Sección del documento:
○ ○ ○ ○ ○ ○ ○
“Sabia virtud de conocer el tiempo”. Así comienza el poema del escritor y periodista Renato Leduc, que luego José José inmortalizara en una canción. Al margen de lo que dice el resto del poema, la verdad es que hace relativamente poco tuvo sentido esa frase para mí. Y recientemente me quedó clarísima.
No sé si pueda considerarla una virtud, pero sí qué es útil conocer el tiempo, aunque lo preciso sería decirlo en plural y con adjetivo posesivo: mis tiempos.
Ya sabemos que, en el afán de controlar, calcular y hacer planes, seres humanos de otros tiempos inventaron los calendarios. En el calendario maya, el nuevo año comenzaba en julio. El calendario occidental -ajustado en función del capricho de uno que otro emperador romano o un Papa- comienza en enero. Y el chino comienza en febrero.
○ ○ ○ ○ ○ ○ ○
Partes del ejercicio:
• A. Duplica el fragmento del texto sobre el tiempo comprendido entre "No sé si pueda" y "posesivo: mis tiempos.", ambos incluidos.
• B. Según el texto sobre el tiempo, ¿en qué mes comenzaba el nuevo año en el calendario maya?
• C. Prolonga el texto sobre el tiempo a partir de su última oración.
○ ○ ○ ○ ○ ○ ○
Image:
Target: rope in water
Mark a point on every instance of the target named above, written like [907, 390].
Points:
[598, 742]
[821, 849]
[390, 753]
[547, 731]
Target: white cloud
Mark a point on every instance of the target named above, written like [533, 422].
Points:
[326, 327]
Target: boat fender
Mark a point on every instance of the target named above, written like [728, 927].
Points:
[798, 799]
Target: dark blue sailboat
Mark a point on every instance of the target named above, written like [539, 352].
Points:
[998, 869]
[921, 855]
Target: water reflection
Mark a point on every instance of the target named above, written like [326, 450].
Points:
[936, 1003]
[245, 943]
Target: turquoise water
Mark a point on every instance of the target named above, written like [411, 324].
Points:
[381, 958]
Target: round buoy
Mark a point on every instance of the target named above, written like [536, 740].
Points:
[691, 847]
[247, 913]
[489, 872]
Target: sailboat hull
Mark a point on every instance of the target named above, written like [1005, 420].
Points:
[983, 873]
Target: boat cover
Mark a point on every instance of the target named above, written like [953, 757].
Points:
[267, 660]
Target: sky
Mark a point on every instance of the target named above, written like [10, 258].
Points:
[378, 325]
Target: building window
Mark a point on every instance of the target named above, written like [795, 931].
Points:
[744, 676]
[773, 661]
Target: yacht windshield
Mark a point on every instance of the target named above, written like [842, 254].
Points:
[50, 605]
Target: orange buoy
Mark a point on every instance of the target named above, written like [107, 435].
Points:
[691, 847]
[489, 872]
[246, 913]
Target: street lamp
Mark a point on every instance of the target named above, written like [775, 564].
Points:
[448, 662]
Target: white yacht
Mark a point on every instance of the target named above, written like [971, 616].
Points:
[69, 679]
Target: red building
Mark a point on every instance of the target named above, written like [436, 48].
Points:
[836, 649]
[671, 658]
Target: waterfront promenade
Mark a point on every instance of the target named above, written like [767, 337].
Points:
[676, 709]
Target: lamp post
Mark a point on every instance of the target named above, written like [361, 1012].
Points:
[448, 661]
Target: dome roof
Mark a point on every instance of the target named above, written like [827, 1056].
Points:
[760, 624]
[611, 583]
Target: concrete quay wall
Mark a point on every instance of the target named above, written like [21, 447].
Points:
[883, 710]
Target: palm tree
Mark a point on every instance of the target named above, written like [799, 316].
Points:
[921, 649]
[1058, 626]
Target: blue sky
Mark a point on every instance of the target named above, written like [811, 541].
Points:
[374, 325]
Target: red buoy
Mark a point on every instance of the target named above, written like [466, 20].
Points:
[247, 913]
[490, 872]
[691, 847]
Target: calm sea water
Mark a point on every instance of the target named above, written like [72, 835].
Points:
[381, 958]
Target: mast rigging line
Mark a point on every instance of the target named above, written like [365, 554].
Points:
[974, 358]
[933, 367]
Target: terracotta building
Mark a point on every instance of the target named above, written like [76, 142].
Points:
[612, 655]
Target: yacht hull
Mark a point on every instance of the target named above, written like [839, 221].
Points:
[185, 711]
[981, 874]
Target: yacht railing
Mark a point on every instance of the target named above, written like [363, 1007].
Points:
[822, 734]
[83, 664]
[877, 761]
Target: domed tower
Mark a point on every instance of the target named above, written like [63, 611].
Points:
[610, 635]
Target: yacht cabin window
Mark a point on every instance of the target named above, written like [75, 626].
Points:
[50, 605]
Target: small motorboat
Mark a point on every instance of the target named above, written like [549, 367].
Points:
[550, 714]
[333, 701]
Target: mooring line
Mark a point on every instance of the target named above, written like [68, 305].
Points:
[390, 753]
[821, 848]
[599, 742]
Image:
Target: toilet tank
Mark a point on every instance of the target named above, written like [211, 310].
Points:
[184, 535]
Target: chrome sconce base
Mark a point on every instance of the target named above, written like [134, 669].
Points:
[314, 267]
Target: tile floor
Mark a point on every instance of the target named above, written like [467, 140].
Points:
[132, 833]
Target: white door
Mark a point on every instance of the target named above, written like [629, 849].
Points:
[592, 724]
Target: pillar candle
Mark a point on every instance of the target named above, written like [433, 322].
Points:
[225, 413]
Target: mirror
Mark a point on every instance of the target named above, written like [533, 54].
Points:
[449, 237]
○ ○ ○ ○ ○ ○ ○
Respuestas:
• A.
No sé si pueda considerarla una virtud, pero sí qué es útil conocer el tiempo, aunque lo preciso sería decirlo en plural y con adjetivo posesivo: mis tiempos.

• B. En julio.

• C.
Lo cierto es que el tiempo debe reírse de nuestro afán y, acaso sólo por eso, lo sabio es adaptarnos, lo mejor posible, a lo que nos marca la vida a cada paso.
Por ejemplo, para mí el año acaba de comenzar. Y no es que me pareciera mejor seguir los ritmos del año del Conejo de Agua, es que simplemente mis tiempos no le pudieron seguir el ritmo al calendario occidental.
Le cuento: Después de unas merecidas y maravillosas vacaciones, regresé a casa enferma. Nada inusual. Una infección respiratoria de esas que habitaron los cuerpos de medio mundo –literalmente-.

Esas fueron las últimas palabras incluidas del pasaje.